begin Dataset records
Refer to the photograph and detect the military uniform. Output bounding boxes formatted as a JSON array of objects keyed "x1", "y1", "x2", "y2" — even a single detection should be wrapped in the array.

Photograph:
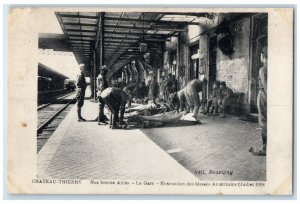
[
  {"x1": 218, "y1": 84, "x2": 233, "y2": 117},
  {"x1": 257, "y1": 65, "x2": 267, "y2": 146},
  {"x1": 206, "y1": 84, "x2": 221, "y2": 115},
  {"x1": 76, "y1": 72, "x2": 87, "y2": 121},
  {"x1": 97, "y1": 74, "x2": 108, "y2": 124},
  {"x1": 149, "y1": 79, "x2": 159, "y2": 104},
  {"x1": 123, "y1": 83, "x2": 138, "y2": 107},
  {"x1": 171, "y1": 79, "x2": 202, "y2": 120},
  {"x1": 100, "y1": 87, "x2": 128, "y2": 128}
]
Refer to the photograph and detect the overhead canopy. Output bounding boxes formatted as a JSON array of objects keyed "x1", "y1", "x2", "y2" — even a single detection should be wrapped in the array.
[{"x1": 39, "y1": 12, "x2": 211, "y2": 77}]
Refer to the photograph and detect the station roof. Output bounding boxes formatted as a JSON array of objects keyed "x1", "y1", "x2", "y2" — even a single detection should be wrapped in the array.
[{"x1": 39, "y1": 12, "x2": 211, "y2": 77}]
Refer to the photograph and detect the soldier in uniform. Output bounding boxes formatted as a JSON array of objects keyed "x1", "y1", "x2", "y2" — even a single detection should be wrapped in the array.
[
  {"x1": 252, "y1": 47, "x2": 268, "y2": 156},
  {"x1": 149, "y1": 75, "x2": 159, "y2": 104},
  {"x1": 218, "y1": 81, "x2": 233, "y2": 118},
  {"x1": 76, "y1": 64, "x2": 87, "y2": 122},
  {"x1": 204, "y1": 81, "x2": 220, "y2": 116},
  {"x1": 97, "y1": 65, "x2": 108, "y2": 125},
  {"x1": 100, "y1": 87, "x2": 128, "y2": 129},
  {"x1": 170, "y1": 79, "x2": 203, "y2": 123}
]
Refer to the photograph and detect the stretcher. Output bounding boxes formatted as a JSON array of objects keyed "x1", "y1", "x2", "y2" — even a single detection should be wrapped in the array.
[{"x1": 129, "y1": 110, "x2": 183, "y2": 128}]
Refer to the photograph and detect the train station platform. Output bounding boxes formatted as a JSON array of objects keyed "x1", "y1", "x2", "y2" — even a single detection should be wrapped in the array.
[
  {"x1": 38, "y1": 93, "x2": 266, "y2": 181},
  {"x1": 37, "y1": 100, "x2": 197, "y2": 181}
]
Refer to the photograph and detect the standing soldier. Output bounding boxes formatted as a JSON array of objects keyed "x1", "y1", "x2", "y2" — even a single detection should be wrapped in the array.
[
  {"x1": 204, "y1": 81, "x2": 220, "y2": 116},
  {"x1": 76, "y1": 64, "x2": 87, "y2": 122},
  {"x1": 149, "y1": 75, "x2": 159, "y2": 104},
  {"x1": 252, "y1": 47, "x2": 268, "y2": 156},
  {"x1": 97, "y1": 65, "x2": 108, "y2": 125}
]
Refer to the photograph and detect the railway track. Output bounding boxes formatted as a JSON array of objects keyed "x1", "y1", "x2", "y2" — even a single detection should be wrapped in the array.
[{"x1": 37, "y1": 93, "x2": 76, "y2": 152}]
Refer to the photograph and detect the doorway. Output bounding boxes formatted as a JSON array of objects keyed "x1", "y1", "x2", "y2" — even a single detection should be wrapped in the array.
[{"x1": 250, "y1": 13, "x2": 268, "y2": 113}]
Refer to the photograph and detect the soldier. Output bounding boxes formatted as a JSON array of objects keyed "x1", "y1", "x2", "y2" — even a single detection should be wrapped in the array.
[
  {"x1": 149, "y1": 76, "x2": 159, "y2": 104},
  {"x1": 76, "y1": 64, "x2": 87, "y2": 122},
  {"x1": 100, "y1": 87, "x2": 128, "y2": 129},
  {"x1": 171, "y1": 79, "x2": 203, "y2": 123},
  {"x1": 97, "y1": 65, "x2": 108, "y2": 125},
  {"x1": 204, "y1": 81, "x2": 220, "y2": 116},
  {"x1": 252, "y1": 47, "x2": 268, "y2": 156},
  {"x1": 218, "y1": 81, "x2": 233, "y2": 118},
  {"x1": 123, "y1": 83, "x2": 138, "y2": 107}
]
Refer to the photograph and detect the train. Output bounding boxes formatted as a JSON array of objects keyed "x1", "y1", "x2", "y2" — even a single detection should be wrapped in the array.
[{"x1": 64, "y1": 79, "x2": 76, "y2": 91}]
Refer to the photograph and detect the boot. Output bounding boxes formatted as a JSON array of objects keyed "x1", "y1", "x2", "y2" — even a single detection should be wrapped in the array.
[
  {"x1": 212, "y1": 108, "x2": 219, "y2": 116},
  {"x1": 98, "y1": 112, "x2": 108, "y2": 125},
  {"x1": 77, "y1": 109, "x2": 86, "y2": 122}
]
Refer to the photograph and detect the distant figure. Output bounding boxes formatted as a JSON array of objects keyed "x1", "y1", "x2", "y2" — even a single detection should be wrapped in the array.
[
  {"x1": 123, "y1": 83, "x2": 138, "y2": 107},
  {"x1": 171, "y1": 79, "x2": 202, "y2": 122},
  {"x1": 204, "y1": 81, "x2": 221, "y2": 116},
  {"x1": 100, "y1": 87, "x2": 128, "y2": 129},
  {"x1": 76, "y1": 64, "x2": 87, "y2": 122},
  {"x1": 218, "y1": 81, "x2": 233, "y2": 118},
  {"x1": 97, "y1": 65, "x2": 108, "y2": 125},
  {"x1": 252, "y1": 47, "x2": 268, "y2": 156},
  {"x1": 159, "y1": 77, "x2": 167, "y2": 100},
  {"x1": 149, "y1": 76, "x2": 159, "y2": 104}
]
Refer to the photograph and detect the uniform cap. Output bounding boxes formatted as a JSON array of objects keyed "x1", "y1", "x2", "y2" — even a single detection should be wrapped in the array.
[
  {"x1": 220, "y1": 81, "x2": 226, "y2": 86},
  {"x1": 100, "y1": 65, "x2": 108, "y2": 70}
]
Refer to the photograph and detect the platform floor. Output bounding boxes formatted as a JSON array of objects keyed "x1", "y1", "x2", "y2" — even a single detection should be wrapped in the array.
[
  {"x1": 38, "y1": 95, "x2": 266, "y2": 181},
  {"x1": 37, "y1": 100, "x2": 197, "y2": 181}
]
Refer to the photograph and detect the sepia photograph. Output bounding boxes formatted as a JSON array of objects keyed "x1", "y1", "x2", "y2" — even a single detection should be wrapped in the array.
[{"x1": 8, "y1": 8, "x2": 293, "y2": 194}]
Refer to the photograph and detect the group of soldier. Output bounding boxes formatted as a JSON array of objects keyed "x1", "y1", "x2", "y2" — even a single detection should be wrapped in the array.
[
  {"x1": 77, "y1": 47, "x2": 268, "y2": 155},
  {"x1": 77, "y1": 64, "x2": 128, "y2": 129}
]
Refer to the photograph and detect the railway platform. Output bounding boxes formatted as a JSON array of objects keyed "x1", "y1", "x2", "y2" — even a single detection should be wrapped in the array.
[{"x1": 38, "y1": 92, "x2": 266, "y2": 181}]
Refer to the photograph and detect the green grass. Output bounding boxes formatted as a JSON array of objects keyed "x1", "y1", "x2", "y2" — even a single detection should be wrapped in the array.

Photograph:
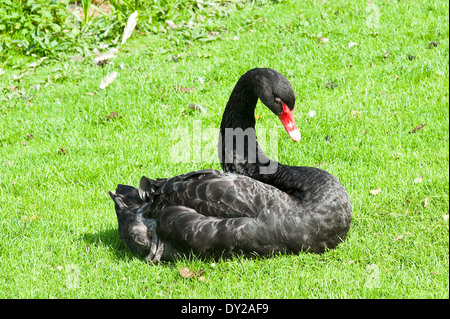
[{"x1": 0, "y1": 1, "x2": 449, "y2": 298}]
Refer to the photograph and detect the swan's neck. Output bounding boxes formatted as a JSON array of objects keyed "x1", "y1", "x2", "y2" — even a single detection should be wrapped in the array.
[{"x1": 218, "y1": 79, "x2": 280, "y2": 182}]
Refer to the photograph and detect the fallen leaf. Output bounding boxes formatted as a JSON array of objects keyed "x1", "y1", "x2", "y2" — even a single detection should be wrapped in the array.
[
  {"x1": 428, "y1": 41, "x2": 440, "y2": 49},
  {"x1": 175, "y1": 85, "x2": 195, "y2": 93},
  {"x1": 166, "y1": 20, "x2": 177, "y2": 29},
  {"x1": 180, "y1": 267, "x2": 193, "y2": 278},
  {"x1": 188, "y1": 103, "x2": 206, "y2": 113},
  {"x1": 351, "y1": 111, "x2": 361, "y2": 118},
  {"x1": 325, "y1": 81, "x2": 338, "y2": 90},
  {"x1": 423, "y1": 196, "x2": 430, "y2": 208},
  {"x1": 414, "y1": 176, "x2": 423, "y2": 184},
  {"x1": 408, "y1": 124, "x2": 426, "y2": 134},
  {"x1": 106, "y1": 112, "x2": 119, "y2": 120},
  {"x1": 70, "y1": 55, "x2": 84, "y2": 62},
  {"x1": 94, "y1": 52, "x2": 116, "y2": 65},
  {"x1": 99, "y1": 71, "x2": 118, "y2": 90},
  {"x1": 180, "y1": 267, "x2": 205, "y2": 281}
]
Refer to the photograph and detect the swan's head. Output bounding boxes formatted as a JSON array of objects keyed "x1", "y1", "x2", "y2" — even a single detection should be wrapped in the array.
[{"x1": 254, "y1": 69, "x2": 301, "y2": 142}]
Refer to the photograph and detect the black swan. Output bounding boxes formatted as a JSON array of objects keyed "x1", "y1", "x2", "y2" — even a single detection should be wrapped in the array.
[{"x1": 109, "y1": 68, "x2": 352, "y2": 263}]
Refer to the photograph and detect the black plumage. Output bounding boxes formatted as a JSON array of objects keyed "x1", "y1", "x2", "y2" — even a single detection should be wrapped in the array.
[{"x1": 110, "y1": 69, "x2": 352, "y2": 263}]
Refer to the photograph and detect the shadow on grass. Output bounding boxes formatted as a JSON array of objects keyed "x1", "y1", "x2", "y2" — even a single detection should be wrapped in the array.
[{"x1": 83, "y1": 228, "x2": 138, "y2": 260}]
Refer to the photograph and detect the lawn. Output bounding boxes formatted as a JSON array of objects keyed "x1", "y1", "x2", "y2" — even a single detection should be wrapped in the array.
[{"x1": 0, "y1": 0, "x2": 449, "y2": 299}]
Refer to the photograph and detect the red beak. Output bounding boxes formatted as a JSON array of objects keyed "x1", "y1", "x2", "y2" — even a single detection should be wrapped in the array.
[{"x1": 278, "y1": 101, "x2": 302, "y2": 142}]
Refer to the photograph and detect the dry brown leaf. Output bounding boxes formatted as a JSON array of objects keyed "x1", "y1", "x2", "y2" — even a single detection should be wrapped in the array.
[
  {"x1": 423, "y1": 196, "x2": 430, "y2": 208},
  {"x1": 175, "y1": 85, "x2": 195, "y2": 93},
  {"x1": 99, "y1": 71, "x2": 118, "y2": 90},
  {"x1": 351, "y1": 111, "x2": 361, "y2": 118},
  {"x1": 408, "y1": 124, "x2": 426, "y2": 134},
  {"x1": 106, "y1": 112, "x2": 120, "y2": 120},
  {"x1": 414, "y1": 176, "x2": 423, "y2": 184}
]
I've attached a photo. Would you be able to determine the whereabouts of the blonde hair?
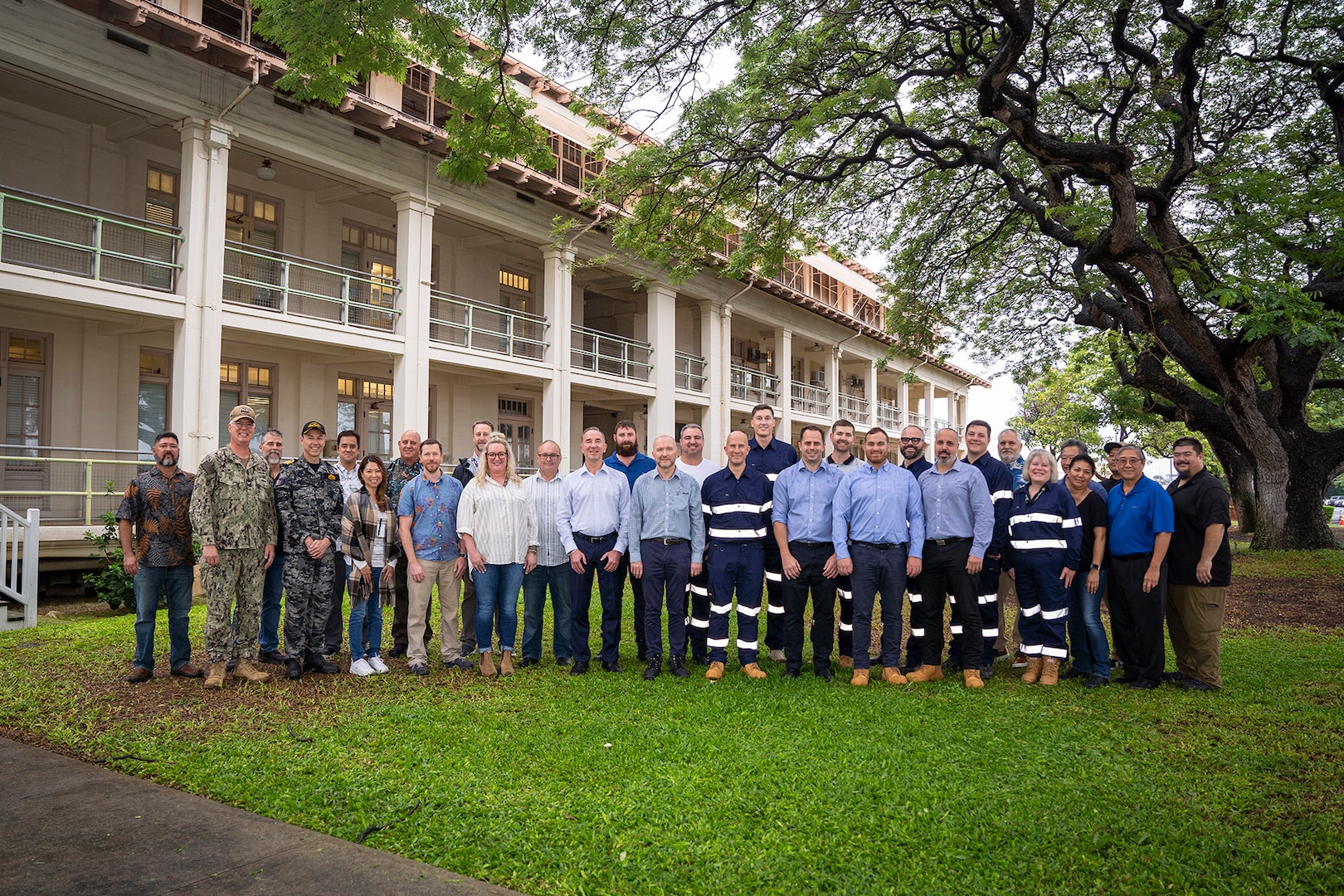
[475,432,523,485]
end Dataset records
● **Task objective**
Exactly repeat every line from the line that includes "Refer to the photograph and detect the shadow" to the end of the listing, and nothing else, leaving pictures out.

● **Task answer**
Refer to the photograph and detect the shadow on grass. Output bounding boxes formatted as a JSON array of objects keyed "x1", "y1", "x2", "y2" — even a single detection should be wrapped in the array.
[{"x1": 83, "y1": 228, "x2": 138, "y2": 260}]
Refer to the photograph and detect the lawn. Output bounding boxes formatted as a JSON array of objects keyed "x1", "y1", "x2", "y2" — even a single detection should be wrapped in the array.
[{"x1": 0, "y1": 0, "x2": 449, "y2": 299}]
Refer to the photograph and detect the red beak. Output bounding boxes formatted as a JSON array of objects keyed "x1", "y1", "x2", "y2" — even a single detection should be wrapped in the array.
[{"x1": 278, "y1": 101, "x2": 302, "y2": 142}]
Refer to the photograph and detect the dry brown leaf. Output bounding boxes formatted as a JSON array of objects keyed "x1", "y1", "x2", "y2" — even a single detection should be wrapped in the array.
[
  {"x1": 423, "y1": 196, "x2": 430, "y2": 208},
  {"x1": 175, "y1": 85, "x2": 195, "y2": 93},
  {"x1": 99, "y1": 71, "x2": 118, "y2": 90},
  {"x1": 351, "y1": 111, "x2": 361, "y2": 118},
  {"x1": 408, "y1": 124, "x2": 426, "y2": 134},
  {"x1": 106, "y1": 112, "x2": 120, "y2": 120},
  {"x1": 414, "y1": 176, "x2": 423, "y2": 184}
]
I've attached a photo. Would you be able to determine the whereabouts of the blonde hair?
[475,432,523,485]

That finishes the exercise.